## start Document excerpt

4.1) Bokeh visualization of regression results

In [22]:
p3 = figure(plot_width=400, plot_height=250, title="drphiSector")
plot=drawColzArray(test," abs (invTRDCurrentNorm)<0.05&year<2017", varFit,"RF:RF200:KNN:KM","H2O",p3,ncols=2)
plot=drawColzArray(test," abs (invTRDCurrentNorm)<0.05&year<2017", "RF","RF:RF200:KNN:KM","H2O",p3,ncols=2)
In [23]:
fitter.AppendStatPandas("RF",test)
fitter.AppendStatPandas("RF200",test)
test=SetAlias(test,"pullRF_2","(drphiSector2-RFMedian)/RFRMS")
test=SetAlias(test,"pullRF200_2","(drphiSector2-RF200Median)/RF200RMS")
drawColzArray(test,"abs(invTRDCurrentNorm)<0.05&year<2017", "RF","RFMedian","H2O",p3,ncols=3)
test['pullRF_2'].plot.hist()
Out[23]:
<matplotlib.axes._subplots.AxesSubplot at 0x7f9ccee8be10>

TRD curent model

  • make regression of the dostortion
    • flux (TRD current estimator)
    • background estimators
    • gas compostion
  • export fit errors
In [30]:
#variableX= ['meanTRDCurrent','deltaTRDCurrent','bz','bckg0Mean', 'bckg1Mean', 'bckg2Mean',"gascompH2O"]
variableX= ['meanTRDCurrent','deltaTRDCurrentNorm','bz',"H2O","iz2x", "bsign","gascompCO2"]
#variableX= ['meanTRDCurrent','deltaTRDCurrentNorm','bz',"iz2x", "bsign"]
x = DataContainer(dfsplit, variableX, ['drphiSector4'], [500,500])
fitter = Fitter(x)
fitter.Register_Method('KNN','KNeighbors', 'Regressor')
fitter.Register_Method('RF','RandomForest', 'Regressor', n_estimators=100, max_depth=10)

## end Document excerpt
## start Information supplied

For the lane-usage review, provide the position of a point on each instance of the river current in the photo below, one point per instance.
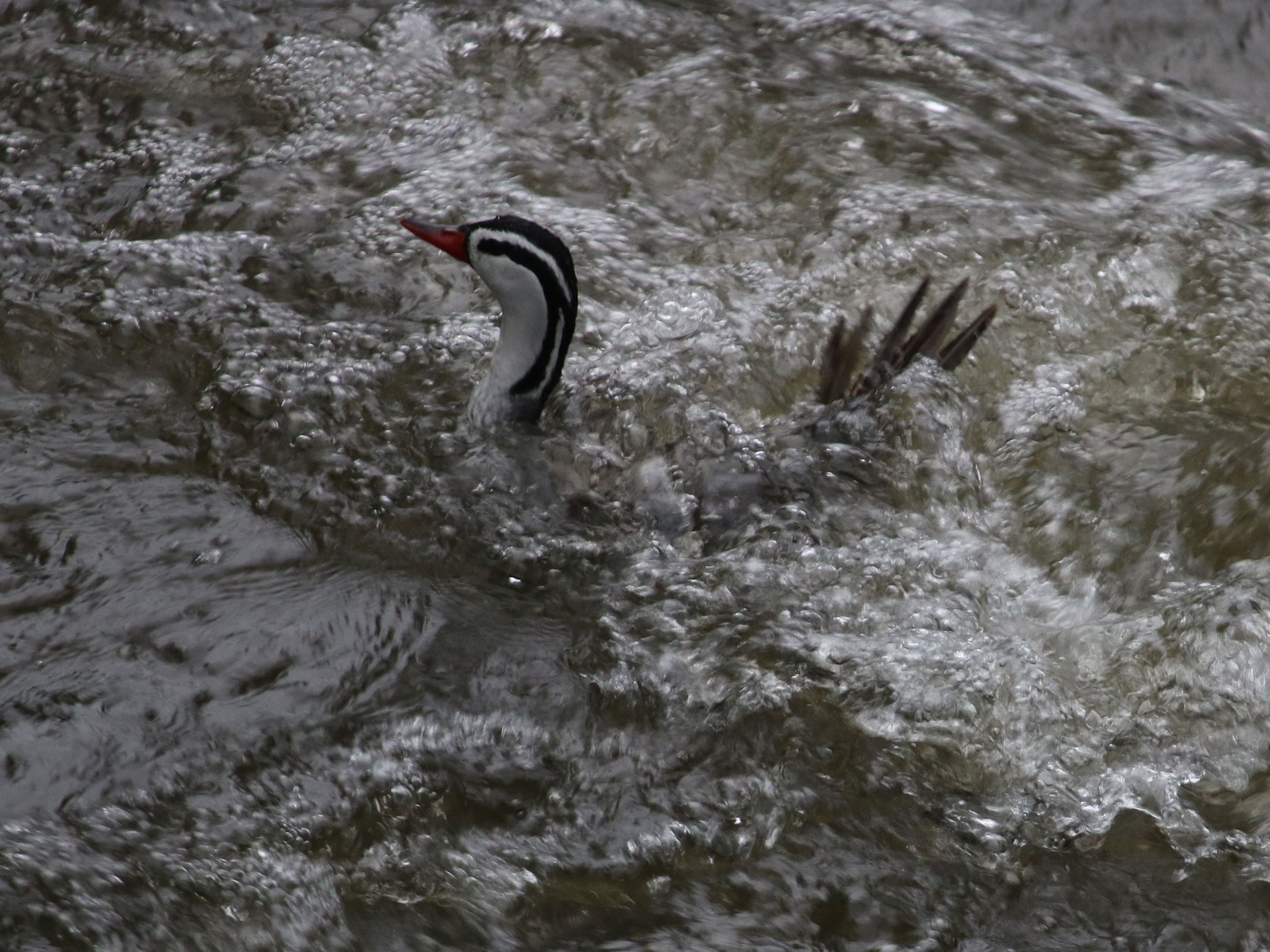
(291, 659)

## end Information supplied

Task prompt
Update the notebook excerpt from the line containing "TRD curent model" through "variableX, ['drphiSector4'], [500,500])", replacing "drphiSector4" with "drphiSector2". The material has no connection to the notebook excerpt.

The response
TRD curent model

  • make regression of the dostortion
    • flux (TRD current estimator)
    • background estimators
    • gas compostion
  • export fit errors
In [30]:
#variableX= ['meanTRDCurrent','deltaTRDCurrent','bz','bckg0Mean', 'bckg1Mean', 'bckg2Mean',"gascompH2O"]
variableX= ['meanTRDCurrent','deltaTRDCurrentNorm','bz',"H2O","iz2x", "bsign","gascompCO2"]
#variableX= ['meanTRDCurrent','deltaTRDCurrentNorm','bz',"iz2x", "bsign"]
x = DataContainer(dfsplit, variableX, ['drphiSector2'], [500,500])